SHORT PROBLEM
Pick out each line in the records below that contains the word "green" and copy those lines.

Data taken from a collection:
------

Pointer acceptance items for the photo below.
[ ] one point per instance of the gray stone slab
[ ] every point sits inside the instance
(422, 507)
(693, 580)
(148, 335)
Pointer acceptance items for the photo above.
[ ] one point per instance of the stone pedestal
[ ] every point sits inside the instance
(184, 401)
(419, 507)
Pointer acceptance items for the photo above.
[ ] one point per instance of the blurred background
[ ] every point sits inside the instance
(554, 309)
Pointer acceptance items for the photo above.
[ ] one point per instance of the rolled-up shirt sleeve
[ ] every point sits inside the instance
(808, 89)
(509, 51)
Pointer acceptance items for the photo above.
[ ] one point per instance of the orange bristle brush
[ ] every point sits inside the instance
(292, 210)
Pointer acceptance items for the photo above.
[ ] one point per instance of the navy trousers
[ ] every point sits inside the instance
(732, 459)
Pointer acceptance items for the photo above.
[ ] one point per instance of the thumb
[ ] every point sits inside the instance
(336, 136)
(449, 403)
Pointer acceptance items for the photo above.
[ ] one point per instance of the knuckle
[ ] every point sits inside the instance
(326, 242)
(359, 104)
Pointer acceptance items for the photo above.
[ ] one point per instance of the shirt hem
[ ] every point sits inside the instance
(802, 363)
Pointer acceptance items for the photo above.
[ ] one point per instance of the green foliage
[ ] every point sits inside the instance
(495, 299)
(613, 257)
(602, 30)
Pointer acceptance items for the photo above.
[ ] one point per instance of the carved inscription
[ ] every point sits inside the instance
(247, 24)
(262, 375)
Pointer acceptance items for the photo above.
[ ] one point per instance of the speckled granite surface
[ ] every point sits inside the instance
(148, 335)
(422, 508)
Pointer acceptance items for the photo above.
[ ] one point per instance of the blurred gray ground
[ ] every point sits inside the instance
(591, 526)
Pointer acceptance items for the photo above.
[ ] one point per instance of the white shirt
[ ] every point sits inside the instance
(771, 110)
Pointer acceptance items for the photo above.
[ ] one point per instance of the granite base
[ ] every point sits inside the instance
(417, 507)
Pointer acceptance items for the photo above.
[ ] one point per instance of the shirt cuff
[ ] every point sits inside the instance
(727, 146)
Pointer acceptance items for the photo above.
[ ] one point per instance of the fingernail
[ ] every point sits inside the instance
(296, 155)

------

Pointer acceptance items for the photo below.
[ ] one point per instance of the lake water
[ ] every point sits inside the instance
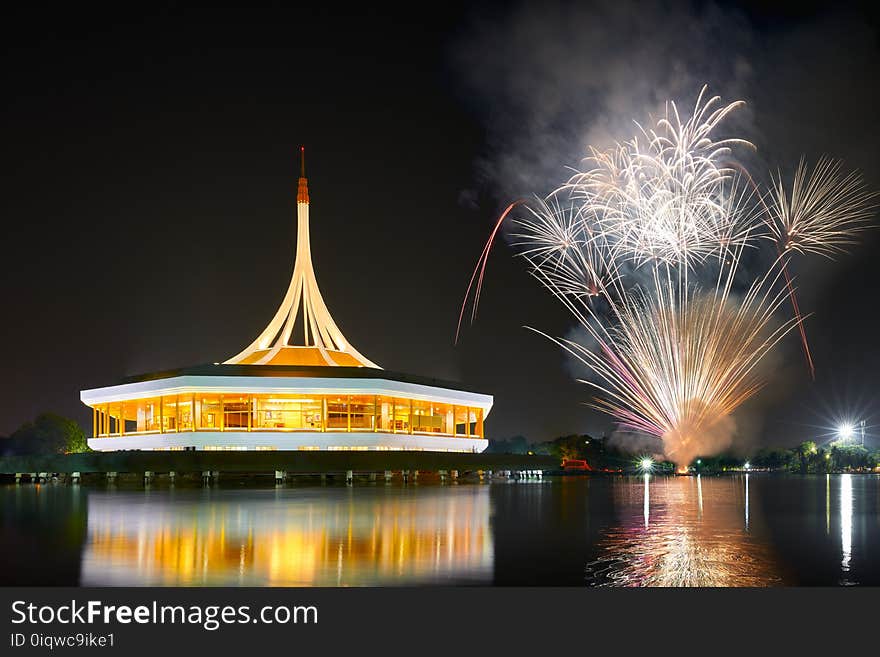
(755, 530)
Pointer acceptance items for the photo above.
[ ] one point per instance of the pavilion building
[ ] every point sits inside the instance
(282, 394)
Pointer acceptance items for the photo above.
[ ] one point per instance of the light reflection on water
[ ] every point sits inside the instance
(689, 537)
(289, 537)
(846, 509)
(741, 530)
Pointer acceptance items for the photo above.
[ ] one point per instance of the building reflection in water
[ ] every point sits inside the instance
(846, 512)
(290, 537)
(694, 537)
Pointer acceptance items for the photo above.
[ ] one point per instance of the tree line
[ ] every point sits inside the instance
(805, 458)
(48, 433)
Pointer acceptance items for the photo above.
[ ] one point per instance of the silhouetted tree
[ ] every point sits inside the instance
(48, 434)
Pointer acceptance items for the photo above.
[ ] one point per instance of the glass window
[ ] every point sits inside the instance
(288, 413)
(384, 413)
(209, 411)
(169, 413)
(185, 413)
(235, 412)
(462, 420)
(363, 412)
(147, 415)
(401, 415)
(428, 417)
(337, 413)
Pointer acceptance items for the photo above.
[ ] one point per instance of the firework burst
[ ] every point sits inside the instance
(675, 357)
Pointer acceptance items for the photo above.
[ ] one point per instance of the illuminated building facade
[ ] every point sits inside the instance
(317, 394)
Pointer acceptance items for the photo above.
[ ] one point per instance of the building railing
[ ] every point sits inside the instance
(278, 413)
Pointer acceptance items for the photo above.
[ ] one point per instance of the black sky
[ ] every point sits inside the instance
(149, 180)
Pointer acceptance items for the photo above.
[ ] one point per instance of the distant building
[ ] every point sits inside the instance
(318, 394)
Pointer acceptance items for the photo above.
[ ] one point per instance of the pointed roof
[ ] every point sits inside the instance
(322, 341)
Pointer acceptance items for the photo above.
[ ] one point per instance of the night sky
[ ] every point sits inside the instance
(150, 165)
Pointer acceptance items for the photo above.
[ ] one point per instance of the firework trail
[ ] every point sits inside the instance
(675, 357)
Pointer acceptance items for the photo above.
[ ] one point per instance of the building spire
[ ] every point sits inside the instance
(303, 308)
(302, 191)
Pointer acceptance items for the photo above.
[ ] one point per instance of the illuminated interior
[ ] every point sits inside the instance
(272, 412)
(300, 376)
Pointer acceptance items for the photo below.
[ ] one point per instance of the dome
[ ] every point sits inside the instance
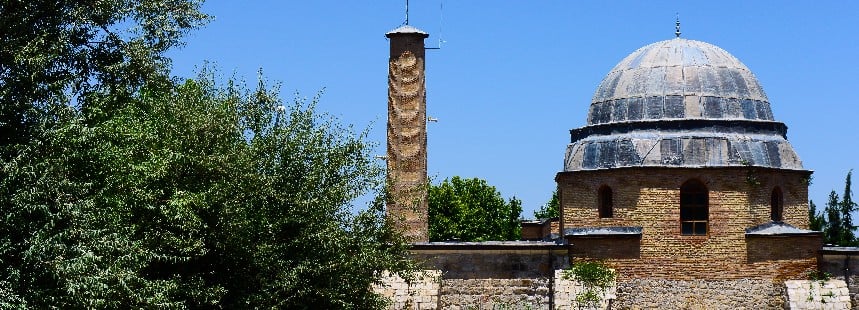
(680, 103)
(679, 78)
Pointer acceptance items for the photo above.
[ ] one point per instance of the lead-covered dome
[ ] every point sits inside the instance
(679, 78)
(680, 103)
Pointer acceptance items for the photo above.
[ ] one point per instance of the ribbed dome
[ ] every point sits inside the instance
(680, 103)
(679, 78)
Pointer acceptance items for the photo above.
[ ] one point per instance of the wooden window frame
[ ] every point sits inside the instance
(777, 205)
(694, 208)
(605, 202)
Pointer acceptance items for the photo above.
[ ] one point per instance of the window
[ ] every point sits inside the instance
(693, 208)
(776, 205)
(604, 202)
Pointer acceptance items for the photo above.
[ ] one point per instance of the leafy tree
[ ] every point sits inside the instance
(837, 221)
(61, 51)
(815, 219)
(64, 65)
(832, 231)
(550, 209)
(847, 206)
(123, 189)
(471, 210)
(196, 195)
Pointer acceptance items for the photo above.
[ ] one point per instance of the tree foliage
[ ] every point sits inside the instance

------

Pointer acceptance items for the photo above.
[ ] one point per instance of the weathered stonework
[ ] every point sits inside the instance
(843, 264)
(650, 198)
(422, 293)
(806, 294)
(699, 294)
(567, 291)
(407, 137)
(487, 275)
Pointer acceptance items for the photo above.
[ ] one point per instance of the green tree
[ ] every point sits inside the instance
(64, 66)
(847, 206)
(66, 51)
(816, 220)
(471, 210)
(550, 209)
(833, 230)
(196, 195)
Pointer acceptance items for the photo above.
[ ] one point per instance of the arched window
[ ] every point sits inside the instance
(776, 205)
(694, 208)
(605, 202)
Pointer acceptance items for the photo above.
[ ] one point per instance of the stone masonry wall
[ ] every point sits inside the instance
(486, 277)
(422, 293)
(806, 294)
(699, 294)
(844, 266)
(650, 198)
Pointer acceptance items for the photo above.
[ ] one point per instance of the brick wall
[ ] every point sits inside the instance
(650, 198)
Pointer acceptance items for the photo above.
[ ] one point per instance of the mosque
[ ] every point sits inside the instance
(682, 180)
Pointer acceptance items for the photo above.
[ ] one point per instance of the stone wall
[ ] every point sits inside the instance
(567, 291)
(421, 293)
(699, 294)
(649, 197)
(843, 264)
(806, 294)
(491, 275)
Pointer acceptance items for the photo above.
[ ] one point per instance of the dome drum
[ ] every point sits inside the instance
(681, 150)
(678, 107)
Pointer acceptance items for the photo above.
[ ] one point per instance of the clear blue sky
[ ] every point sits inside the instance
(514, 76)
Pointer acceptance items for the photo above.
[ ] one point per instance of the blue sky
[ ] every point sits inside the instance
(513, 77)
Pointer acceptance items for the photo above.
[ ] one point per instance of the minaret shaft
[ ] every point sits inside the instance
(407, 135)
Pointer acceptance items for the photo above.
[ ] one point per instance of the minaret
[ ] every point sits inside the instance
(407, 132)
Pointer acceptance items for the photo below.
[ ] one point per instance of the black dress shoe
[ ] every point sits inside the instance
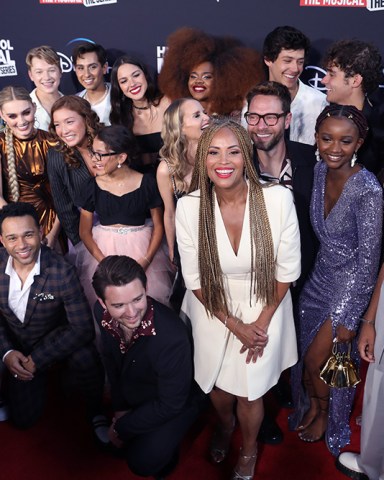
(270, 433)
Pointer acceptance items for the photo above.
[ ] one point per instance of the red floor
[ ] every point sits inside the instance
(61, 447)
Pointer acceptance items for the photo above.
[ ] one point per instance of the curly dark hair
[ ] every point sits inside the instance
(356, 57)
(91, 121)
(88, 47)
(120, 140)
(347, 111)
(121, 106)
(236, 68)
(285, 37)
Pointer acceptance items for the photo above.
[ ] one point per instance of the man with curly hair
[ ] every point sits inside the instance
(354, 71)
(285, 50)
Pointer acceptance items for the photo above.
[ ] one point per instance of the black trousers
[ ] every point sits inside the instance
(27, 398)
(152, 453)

------

CORRECT RESPONSE
[ ] one point per instance of the green foliage
[ ] one point per instance of the green tree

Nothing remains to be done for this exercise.